Instruction ->
Please scale the lines from the one containing "Looking at this interface screenshot, point out the wreath" up to and including the one containing "525, 230, 552]]", writing each line out again with its request, but with every bounding-box coordinate in the answers multiplied by 1.25 and rounded to a whole number, halves rounded up. Return only those lines.

====

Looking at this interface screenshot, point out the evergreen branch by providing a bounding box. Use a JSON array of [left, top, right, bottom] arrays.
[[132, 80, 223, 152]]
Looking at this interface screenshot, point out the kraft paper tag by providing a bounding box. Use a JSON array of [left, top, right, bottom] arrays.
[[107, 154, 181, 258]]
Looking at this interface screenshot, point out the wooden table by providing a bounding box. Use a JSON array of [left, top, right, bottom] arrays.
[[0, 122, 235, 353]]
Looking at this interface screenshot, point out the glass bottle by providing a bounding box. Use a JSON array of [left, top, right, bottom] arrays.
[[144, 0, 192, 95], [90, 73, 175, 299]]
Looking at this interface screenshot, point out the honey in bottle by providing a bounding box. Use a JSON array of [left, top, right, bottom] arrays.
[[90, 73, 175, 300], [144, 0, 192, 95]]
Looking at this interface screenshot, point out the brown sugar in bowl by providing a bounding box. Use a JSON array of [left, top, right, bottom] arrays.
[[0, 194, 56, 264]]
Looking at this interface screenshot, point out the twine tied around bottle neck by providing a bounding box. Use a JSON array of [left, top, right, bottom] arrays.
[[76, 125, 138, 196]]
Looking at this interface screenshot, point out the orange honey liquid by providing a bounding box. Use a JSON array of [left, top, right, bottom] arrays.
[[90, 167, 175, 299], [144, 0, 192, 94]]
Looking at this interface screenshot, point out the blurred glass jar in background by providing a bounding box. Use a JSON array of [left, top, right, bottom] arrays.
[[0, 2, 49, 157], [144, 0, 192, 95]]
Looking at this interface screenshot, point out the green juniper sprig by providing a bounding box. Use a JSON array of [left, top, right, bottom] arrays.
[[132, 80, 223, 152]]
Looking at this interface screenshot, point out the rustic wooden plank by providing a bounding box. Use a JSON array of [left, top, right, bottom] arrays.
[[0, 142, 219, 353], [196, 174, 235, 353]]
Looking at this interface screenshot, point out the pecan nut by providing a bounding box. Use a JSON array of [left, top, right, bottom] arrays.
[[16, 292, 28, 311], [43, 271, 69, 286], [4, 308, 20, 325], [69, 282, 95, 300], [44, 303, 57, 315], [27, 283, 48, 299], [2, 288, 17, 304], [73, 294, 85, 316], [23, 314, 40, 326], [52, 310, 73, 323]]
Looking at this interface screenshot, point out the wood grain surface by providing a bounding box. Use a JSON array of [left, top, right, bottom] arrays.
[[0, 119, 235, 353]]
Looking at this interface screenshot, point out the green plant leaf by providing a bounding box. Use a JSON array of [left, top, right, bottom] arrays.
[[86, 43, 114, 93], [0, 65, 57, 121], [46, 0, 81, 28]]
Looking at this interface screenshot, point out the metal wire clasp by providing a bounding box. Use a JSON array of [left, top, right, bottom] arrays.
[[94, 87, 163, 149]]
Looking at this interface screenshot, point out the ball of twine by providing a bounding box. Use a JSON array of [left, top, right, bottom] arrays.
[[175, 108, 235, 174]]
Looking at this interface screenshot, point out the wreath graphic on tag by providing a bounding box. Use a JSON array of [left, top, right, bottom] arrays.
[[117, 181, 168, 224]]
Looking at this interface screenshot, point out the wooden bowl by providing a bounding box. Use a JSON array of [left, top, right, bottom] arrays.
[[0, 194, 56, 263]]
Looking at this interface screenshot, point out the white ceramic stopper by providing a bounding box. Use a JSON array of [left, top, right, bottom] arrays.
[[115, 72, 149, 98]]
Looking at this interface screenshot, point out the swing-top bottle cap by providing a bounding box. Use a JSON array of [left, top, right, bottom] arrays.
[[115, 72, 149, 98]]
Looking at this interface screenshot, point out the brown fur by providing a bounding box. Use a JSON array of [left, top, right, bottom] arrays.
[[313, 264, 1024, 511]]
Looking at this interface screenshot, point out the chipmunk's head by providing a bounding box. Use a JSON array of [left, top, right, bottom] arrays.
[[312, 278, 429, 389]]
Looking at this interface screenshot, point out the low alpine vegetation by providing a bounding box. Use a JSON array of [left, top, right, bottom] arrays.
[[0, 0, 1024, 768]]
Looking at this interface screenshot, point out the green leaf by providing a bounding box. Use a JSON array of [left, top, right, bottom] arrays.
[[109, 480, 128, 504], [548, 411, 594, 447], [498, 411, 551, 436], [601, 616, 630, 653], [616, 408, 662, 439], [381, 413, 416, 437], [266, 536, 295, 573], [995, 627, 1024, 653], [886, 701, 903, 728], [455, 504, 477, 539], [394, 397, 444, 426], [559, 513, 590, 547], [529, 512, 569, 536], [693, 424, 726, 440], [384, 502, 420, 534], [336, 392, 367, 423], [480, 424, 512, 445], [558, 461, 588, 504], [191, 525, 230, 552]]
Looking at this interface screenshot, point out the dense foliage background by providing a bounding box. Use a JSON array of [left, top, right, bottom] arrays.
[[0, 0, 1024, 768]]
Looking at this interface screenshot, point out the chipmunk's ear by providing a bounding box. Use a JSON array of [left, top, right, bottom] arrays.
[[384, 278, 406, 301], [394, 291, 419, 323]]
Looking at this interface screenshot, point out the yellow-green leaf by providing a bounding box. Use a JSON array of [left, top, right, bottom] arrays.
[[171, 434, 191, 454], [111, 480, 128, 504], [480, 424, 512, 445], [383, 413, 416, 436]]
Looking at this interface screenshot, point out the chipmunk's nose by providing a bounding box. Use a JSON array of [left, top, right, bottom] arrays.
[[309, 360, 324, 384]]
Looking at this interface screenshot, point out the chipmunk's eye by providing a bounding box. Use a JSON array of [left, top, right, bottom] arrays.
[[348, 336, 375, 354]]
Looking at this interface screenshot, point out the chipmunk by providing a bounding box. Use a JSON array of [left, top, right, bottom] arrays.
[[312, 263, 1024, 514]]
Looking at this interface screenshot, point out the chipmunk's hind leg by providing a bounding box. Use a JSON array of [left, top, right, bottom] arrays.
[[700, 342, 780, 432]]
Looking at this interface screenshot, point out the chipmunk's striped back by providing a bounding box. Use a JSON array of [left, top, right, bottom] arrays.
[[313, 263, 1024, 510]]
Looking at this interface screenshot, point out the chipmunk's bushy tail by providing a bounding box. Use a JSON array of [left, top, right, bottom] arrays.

====

Solution to the problem ->
Looking at this interface screenshot, point out the wreath graphic on tag by providing a bounding box. Use a JSON array of [left, top, right, bottom] arrays.
[[146, 226, 210, 280]]
Looking at this interface screenshot, point out the wooden bowl by providing a bounding box. Use a JSON array of [left, top, right, bottom] arrays.
[[0, 243, 70, 329]]
Looking at this interface screenshot, point out the white ceramic stopper by providing a bounding box. Use a JSON array of [left, top, right, bottom] arrays.
[[144, 90, 186, 123]]
Looking at this interface screenshot, point out the swing-top bottle cap by providing a bounding box. Use a JSON array of [left, top, right, bottom] arrays.
[[144, 90, 186, 123]]
Looking at this interface screenshot, point out the brown fur by providing a bounding box. Use a JSON array of [left, top, right, bottom] arrays.
[[391, 330, 1280, 639]]
Looking at this interface screenshot, point out the chipmunk's head by providing a bounding box. Use a JSON array of [left, top, right, bottom] arrays.
[[390, 348, 536, 486]]
Looking at this interface screenshot, point out the low alpine vegetation by providing a bounding box. Use a JSON array of [left, top, right, bottom] arrays.
[[0, 0, 1280, 960]]
Looking at this interface screenshot, point out the green leaf by providing a bounding box. Use a JSON array of [left, top, right, bottom] arrays.
[[136, 600, 160, 630], [685, 514, 743, 559], [623, 514, 689, 545], [751, 770, 788, 816], [770, 510, 828, 549], [476, 516, 520, 546], [333, 670, 369, 716], [1244, 784, 1280, 816], [1108, 876, 1129, 910], [569, 630, 596, 674], [493, 496, 555, 533], [699, 641, 738, 684], [661, 640, 711, 670], [866, 530, 908, 550], [480, 628, 525, 668], [420, 490, 459, 529], [600, 530, 640, 556], [698, 576, 735, 630], [239, 656, 288, 690]]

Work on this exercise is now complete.